# EXERCISE BRIEF:
Please reproduce the listing below word for word, keeping every line but leaving out the picture.

# RECORDS FOR THIS TASK:
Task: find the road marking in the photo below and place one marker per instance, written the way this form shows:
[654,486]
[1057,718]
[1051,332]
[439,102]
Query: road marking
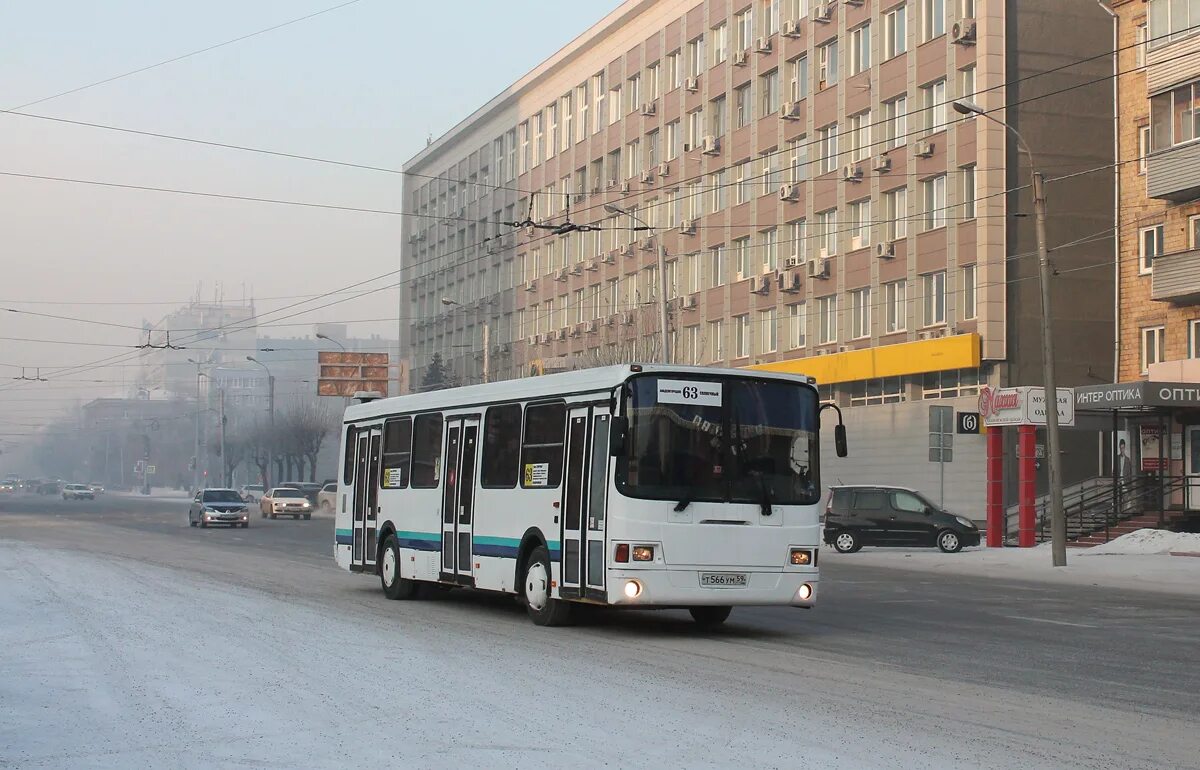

# TASK ANSWER:
Task: find the road marking in the photo below and place one marker per instance, written the way this form shows:
[654,486]
[1057,718]
[1051,332]
[439,102]
Query: road marking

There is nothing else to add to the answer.